== GOAL ==
Please answer these questions from the project planning text:
(a) What does the text say to think of your plan as, instead of a paper map?
(b) What document should you return to as your baseline when things start to drift?
(c) What does the PriorityMatrix help define?

== EXTRACT PROVIDED ==
....................
One of the most common traps is believing that once the plan is signed off, you’re done planning. But the best project managers know that a plan is only useful if it’s updated, visible, and revisited often.

When you plan a project isn’t a one-time event; it’s an ongoing process. Think of your plan as your GPS, not a paper map. If you stop checking it, you’re more likely to veer off course without realizing it. Regular engagement with your planning documents helps teams stay aligned, make smarter decisions, and react quickly to change. It also encourages accountability, as everyone is working from the same source of truth.

Where to Regularly Use Your Project Planning Documents

  • Weekly check-ins: Use your plan to track progress, update action items, and review upcoming risks or milestones.
  • Steering committee updates: Provide context for decisions, demonstrate progress, and validate any proposed changes with clear rationale.
  • Decision-making meetings: Use your plan to guide trade-offs and justify timelines, budget allocations, or scope adjustments.

And make it a habit to return to your Scope Statement as your baseline when things start to drift. It’s your anchor for realignment when expectations shift or priorities change mid-project.


Can Teams Succeed Without a Plan?

It’s a tempting idea, especially when your team is experienced, familiar with the work, or operating under tight timelines. You might think, “We’ve done this before, let’s just dive in.” But even the most seasoned teams can derail without a shared, documented plan.

The danger lies in assumptions. One person thinks the priority is speed, another assumes it’s quality. Someone believes the budget is flexible, while someone else is guarding every dollar. These disconnects often don’t surface until something goes wrong. And by that point, you’re no longer planning, you’re course-correcting.

A Strong Plan Ensures the Entire Team is Clear On:

  • What’s being delivered
  • When and by whom
  • What success looks like
  • What risks or constraints are in play

One tool I recommend often is the PriorityMatrix, a simple but powerful way to define what’s fixed (like budget or scope) and what’s flexible (like timeline or resourcing). When everyone agrees on what can bend and what can’t, decisions become easier and alignment sticks. It’s especially helpful when stakeholder opinions start to diverge mid-project.

In short, planning isn’t about questioning your team’s capability, it’s about protecting your time, focus, and outcomes. Even the best teams need a map if they want to arrive at the same destination.

Related: Master Planning Your Projects Even with Limited Resources


Isn’t Project Planning the Project Manager’s Job?

Technically? Yes. Realistically? Not if you want your project to succeed.

While the project manager is accountable for leading the planning effort, that doesn’t mean doing it alone behind a desk. A plan created in isolation rarely leads to strong execution. It might check all the right boxes, but without team input, it lacks the insight, realism, and buy-in needed to succeed in the real world.
....................
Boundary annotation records
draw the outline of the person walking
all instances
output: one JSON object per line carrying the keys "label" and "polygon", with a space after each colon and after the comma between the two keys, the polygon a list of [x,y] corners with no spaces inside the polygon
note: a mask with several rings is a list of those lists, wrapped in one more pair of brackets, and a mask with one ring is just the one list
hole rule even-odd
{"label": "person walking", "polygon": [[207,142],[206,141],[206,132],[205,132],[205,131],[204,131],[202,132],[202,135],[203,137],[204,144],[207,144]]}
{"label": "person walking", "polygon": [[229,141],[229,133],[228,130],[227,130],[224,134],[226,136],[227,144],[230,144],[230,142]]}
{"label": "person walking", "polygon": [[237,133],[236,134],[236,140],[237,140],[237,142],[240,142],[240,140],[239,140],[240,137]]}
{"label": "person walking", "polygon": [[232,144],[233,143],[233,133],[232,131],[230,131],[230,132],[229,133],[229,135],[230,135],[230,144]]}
....................
== ANSWER TO THIS TASK ==
(a) Your GPS.
(b) Your Scope Statement.
(c) What's fixed, like budget or scope, and what's flexible, like timeline or resourcing.